# What you have to do
Copy the stretch from "The Changing Climate" through "January 29, 2019)" in the climate change post, word for word.

Tuesday, June 18, 2019

The Changing Climate Conversation

Adults keep saying we owe it to the young people, to give them hope. But I don’t want your hope. I don’t want you to be hopeful. I want you to panic. I want you to feel the fear I feel every day. I want you to act. I want you to act as you would in a crisis. I want you to act as if the house is on fire, because it is.” -Greta Thunberg, Nobel Peace Prize Nominee (see: “‘I want you to panic’: Climate activist Greta Thunberg, 16, lays it on the line for world leaders,” Women in the World, January 29, 2019)

Our house – or more specifically, our planetary human civilization – is facing an existential threat.  For the last couple of decades, we have benignly referred to this threat as “anthropogenic climate change” or just “climate change” – terms that fail to conjure up much of an emotional reaction or convey the true extent of the threat.

It’s hard to get too excited about “change” in the 21st Century, when change itself is the one thing – maybe the only thing – we expect to be a constant in our lives.  And maybe that’s why we haven’t been all that worked up about “climate change”, generally speaking.  

Up until quite recently, anyway.

Have you noticed the change in conversations about climate change? More often now we aren’t talking about “climate change” at all – but rather about a “climate crisis”, or “climate breakdown”. Instead of the passive idea of a changing climate, we now talk about a “climate emergency”. And we’re talking about it in our newspapers, in our municipal council chambers – and in our legislatures. We’re talking about it on social media and at family gatherings. The idea that we are in the midst of a climate emergency has suddenly become ubiquitous.

This change in the discussion around climate change has left some on the right side of the political spectrum a little upset.  The political right has been reluctant to engage in discussions about climate change, and continues to provide cover for some who deny the science. It’s no wonder some on the right are having a hard time keeping up with a  public that is demanding climate action.  It’s no wonder they are being left behind by a millennial cohort that understands the existential threat of the climate crisis – and has no time for those who don’t want to do anything about it.

# Dataset excerpt
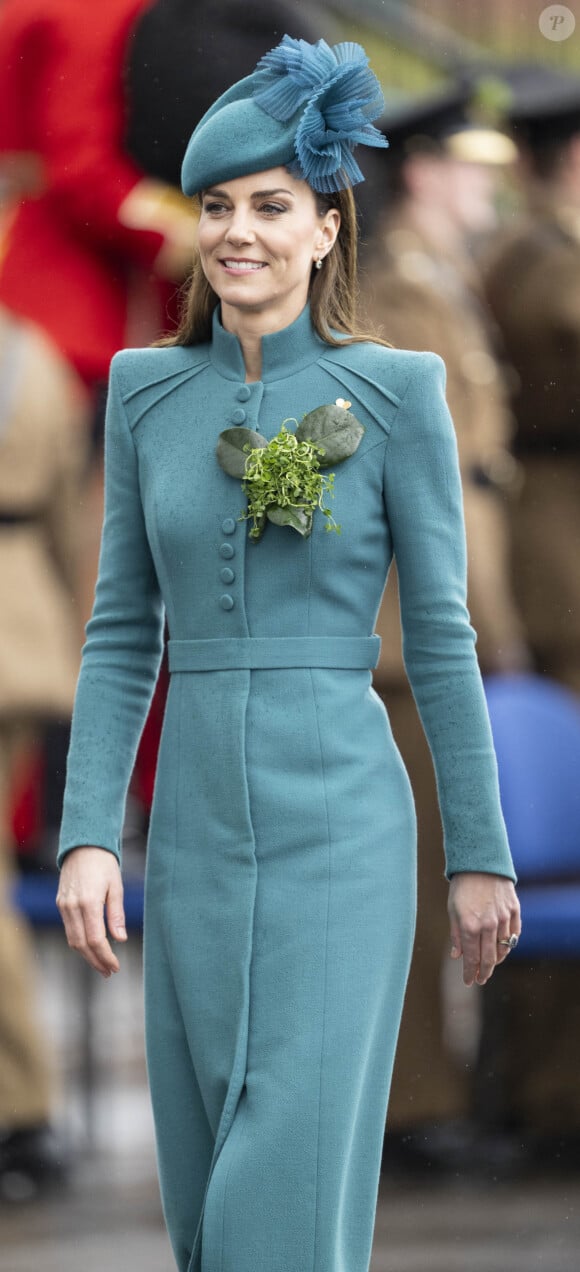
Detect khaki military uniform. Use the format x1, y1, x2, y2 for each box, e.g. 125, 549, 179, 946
361, 221, 523, 1130
485, 193, 580, 1135
0, 310, 86, 1130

# Complete answer
The Changing Climate Conversation

Adults keep saying we owe it to the young people, to give them hope. But I don’t want your hope. I don’t want you to be hopeful. I want you to panic. I want you to feel the fear I feel every day. I want you to act. I want you to act as you would in a crisis. I want you to act as if the house is on fire, because it is.” -Greta Thunberg, Nobel Peace Prize Nominee (see: “‘I want you to panic’: Climate activist Greta Thunberg, 16, lays it on the line for world leaders,” Women in the World, January 29, 2019)